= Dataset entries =

Start of Block

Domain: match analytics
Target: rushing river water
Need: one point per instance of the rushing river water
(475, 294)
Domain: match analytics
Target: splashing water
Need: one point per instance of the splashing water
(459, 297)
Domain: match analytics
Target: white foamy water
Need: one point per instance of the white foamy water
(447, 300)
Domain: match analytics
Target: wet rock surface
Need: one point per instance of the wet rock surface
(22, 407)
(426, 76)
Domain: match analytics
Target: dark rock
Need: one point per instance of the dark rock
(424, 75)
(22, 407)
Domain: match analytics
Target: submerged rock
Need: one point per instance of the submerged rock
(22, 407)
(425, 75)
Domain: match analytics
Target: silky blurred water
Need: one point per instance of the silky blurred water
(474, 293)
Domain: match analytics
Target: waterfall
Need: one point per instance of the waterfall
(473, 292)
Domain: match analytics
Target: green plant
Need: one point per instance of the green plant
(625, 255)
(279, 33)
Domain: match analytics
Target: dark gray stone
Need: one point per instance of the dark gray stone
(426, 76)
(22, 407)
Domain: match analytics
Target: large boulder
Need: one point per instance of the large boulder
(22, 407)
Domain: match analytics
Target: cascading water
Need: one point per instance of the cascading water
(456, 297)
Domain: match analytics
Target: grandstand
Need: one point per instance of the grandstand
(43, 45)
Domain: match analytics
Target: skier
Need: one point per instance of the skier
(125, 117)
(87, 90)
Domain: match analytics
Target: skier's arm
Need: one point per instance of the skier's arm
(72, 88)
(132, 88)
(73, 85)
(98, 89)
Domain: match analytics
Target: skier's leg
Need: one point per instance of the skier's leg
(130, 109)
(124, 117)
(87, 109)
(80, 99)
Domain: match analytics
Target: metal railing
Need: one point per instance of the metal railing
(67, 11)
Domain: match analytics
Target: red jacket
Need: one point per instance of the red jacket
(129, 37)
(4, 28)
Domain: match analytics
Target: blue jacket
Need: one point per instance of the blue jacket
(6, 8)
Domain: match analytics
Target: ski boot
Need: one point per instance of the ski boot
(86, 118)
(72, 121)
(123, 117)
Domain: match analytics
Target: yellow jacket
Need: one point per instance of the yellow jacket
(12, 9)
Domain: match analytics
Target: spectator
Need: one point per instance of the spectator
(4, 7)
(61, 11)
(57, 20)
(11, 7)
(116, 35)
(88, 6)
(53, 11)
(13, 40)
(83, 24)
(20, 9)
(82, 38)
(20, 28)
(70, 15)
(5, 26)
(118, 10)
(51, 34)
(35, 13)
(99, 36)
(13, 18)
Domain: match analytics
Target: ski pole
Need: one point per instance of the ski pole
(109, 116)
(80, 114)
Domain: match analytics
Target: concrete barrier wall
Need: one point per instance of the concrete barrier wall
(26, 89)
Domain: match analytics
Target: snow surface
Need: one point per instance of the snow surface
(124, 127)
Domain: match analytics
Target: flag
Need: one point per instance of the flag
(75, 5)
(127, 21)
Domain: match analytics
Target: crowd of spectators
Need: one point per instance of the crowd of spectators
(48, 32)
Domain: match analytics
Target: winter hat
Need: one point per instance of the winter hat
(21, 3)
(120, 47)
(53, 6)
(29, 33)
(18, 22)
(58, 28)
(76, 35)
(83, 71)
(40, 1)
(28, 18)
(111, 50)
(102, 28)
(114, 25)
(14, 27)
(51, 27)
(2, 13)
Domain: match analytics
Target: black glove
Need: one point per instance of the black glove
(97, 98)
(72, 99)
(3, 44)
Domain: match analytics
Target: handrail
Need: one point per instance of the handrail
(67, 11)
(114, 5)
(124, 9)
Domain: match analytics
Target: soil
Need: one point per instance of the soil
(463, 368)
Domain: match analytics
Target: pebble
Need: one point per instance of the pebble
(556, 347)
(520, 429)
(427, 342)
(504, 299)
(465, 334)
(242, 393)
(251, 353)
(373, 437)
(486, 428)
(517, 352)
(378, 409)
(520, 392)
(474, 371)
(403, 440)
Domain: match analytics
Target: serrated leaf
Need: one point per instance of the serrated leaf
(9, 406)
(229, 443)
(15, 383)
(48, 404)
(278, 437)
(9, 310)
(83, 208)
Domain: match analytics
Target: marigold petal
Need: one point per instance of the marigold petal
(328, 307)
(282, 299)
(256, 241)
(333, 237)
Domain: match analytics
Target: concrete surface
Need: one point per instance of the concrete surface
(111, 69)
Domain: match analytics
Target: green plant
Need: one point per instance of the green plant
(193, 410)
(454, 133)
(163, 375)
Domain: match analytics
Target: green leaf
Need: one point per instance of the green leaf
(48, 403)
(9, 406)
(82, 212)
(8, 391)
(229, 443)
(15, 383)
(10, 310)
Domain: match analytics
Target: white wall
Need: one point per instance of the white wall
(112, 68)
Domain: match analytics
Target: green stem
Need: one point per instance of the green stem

End of Block

= Problem to work on =
Wherever a line in the entries above holds "stem", copy that line.

= Solved problem =
Target: green stem
Need: one point per instance of the green stem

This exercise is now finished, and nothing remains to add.